Лекции по истории философии
Шрифт:
Пифагорейское общество не находилось в связи с греческой государственной и религиозной жизнью и не могло поэтому долго просуществовать; в Египте и Азии исключительность и влияние жрецов обычны, но свободная Греция не могла допустить этого восточного кастового разделения. Здесь принципом государственной жизни служит свобода, но эта свобода еще не определена как принцип правовых и частно-правовых отношений. У нас отдельное лицо свободно, потому что все равны перед законом; при этом может продолжать существовать различие нравов, политических отношений и воззрений, и это различие даже обязательно должно оставаться в органических государствах. Напротив, в демократической Греции и нравы, и внешний образ жизни также должны были сохранить характер равенства, и печать равенства должна была быть наложена на эти более широкие круги и сохраниться в них; это исключительное положение пифагорейцев, которые не могли решать как свободные граждане, а были зависимы от планов и целей союза и вели замкнутый религиозный образ жизни, не находило, таким образом, для себя места в Греции. Эвмолпидам, правда, принадлежало хранение мистерий, а хранение других особенных культов – другим семьям: это хранение культов, однако, принадлежало им не как установленной в политическом смысле касте, а они являлись, как и вообще жрецы, политическими людьми, такими же гражданами, как и другие; также и отделение религиозного от мирского не было доведено у греков, как у христиан, до крайности монашества. В общей государственной жизни греков не может появляться или долго просуществовать объединение людей, которое обладает особыми принципами и даже тайнами и члены которого отличаются от других
Нас интересует, главным образом, пифагорейская философия, философия не столько Пифагора, сколько пифагорейцев, по выражению Аристотеля и Секста. Во всяком случае, мы должны различать философию Пифагора и философию пифагорейцев, и из сравнения с тем, что выдается за пифагорейское учение, сразу делается ясно, как мы увидим дальше, что имеются некоторые различия между той и другой. Платона обвиняют в том, что он исказил пифагорейскую философию, включив пифагорейские взгляды в свою собственную философию; но сама пифагорейская философия развивалась дальше, и это развитие не оставило ее такой, какой она была раньше. Исторические источники называют многих преемников Пифагора, самостоятельно пришедших к тому или другому выводу; таковы, например, Алкмеон, Филолай; и во многих других изложениях пифагорейского учения мы замечаем простые, неразвитые положения и рядом с этим дальнейшее развитие этих положений, в котором мысль выступает с большей силой и определенностью. Нам, однако, нет надобности останавливаться дольше на этих исторических стадиях развития, и мы можем рассматривать лишь пифагорейскую философию вообще. Нам нужно также отбросить то, что явно принадлежит неоплатоникам и неопифагорейцам, и мы можем это осуществить, так как для этого мы обладаем источниками, которые принадлежат более раннему времени, а именно теми подробными изложениями, которые мы находим у Аристотеля и Секста.
::::
▸ Задание:
Ответьте по фрагменту о пифагорейцах:
(а) Что, согласно фрагменту, служит в Греции принципом государственной жизни?
(б) Кому принадлежало хранение мистерий?
(в) Каких преемников Пифагора фрагмент называет в качестве примера?
Записи представляют собой отдельный материал и с фрагментом не связаны.

(Записи из собрания)
::::
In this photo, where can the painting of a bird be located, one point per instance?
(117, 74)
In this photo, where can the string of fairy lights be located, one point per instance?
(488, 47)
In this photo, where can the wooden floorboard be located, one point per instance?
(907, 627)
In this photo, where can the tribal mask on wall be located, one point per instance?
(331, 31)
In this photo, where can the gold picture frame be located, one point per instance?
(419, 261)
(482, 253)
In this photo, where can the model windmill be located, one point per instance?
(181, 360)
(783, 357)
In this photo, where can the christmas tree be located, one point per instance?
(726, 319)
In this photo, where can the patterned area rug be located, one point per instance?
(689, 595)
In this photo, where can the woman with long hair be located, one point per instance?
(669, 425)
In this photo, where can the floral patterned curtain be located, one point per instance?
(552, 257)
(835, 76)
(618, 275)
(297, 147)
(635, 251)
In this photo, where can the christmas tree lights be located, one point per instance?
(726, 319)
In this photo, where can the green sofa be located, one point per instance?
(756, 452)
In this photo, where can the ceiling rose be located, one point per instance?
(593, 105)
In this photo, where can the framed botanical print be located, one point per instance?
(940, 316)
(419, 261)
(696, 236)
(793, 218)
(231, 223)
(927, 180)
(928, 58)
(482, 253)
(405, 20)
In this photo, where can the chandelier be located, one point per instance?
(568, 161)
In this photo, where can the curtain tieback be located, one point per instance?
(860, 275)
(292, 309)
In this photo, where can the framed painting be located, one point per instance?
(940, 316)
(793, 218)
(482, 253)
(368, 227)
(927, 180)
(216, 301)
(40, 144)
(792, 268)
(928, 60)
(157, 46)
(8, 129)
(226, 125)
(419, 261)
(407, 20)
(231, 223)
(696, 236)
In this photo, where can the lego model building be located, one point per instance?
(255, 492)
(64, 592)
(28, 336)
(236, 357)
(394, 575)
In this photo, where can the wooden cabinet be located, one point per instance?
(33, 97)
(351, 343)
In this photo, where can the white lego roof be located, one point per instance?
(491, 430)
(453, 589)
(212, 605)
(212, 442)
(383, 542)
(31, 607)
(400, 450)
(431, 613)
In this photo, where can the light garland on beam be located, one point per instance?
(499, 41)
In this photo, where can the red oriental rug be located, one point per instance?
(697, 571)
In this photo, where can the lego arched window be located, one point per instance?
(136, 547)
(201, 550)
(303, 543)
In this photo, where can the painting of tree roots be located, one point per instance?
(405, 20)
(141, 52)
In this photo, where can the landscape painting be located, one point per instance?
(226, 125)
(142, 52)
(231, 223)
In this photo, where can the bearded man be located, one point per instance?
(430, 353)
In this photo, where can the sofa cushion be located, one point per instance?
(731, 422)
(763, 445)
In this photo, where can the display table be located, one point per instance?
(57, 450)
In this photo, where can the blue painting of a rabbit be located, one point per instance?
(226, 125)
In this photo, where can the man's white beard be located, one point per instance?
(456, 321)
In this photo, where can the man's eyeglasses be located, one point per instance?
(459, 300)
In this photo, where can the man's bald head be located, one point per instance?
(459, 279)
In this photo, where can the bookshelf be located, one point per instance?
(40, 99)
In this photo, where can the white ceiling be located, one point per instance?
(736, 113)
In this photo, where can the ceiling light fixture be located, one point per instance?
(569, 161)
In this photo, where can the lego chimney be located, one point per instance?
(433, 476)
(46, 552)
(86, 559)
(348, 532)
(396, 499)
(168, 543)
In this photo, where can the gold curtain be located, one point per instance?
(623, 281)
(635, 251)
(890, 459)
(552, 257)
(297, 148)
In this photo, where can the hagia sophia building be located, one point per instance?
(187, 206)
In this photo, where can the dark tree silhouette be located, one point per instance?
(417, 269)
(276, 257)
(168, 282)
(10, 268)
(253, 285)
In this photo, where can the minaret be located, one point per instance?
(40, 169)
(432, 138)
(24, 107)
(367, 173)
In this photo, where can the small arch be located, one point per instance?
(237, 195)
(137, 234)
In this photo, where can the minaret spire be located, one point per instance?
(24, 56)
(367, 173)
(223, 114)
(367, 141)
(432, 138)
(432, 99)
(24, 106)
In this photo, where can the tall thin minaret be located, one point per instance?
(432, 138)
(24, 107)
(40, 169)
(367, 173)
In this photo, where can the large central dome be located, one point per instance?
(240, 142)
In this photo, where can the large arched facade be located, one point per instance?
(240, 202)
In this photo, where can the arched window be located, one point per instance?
::::
▸ Ответ:
(а) Свобода.
(б) Эвмолпидам.
(в) Алкмеона и Филолая.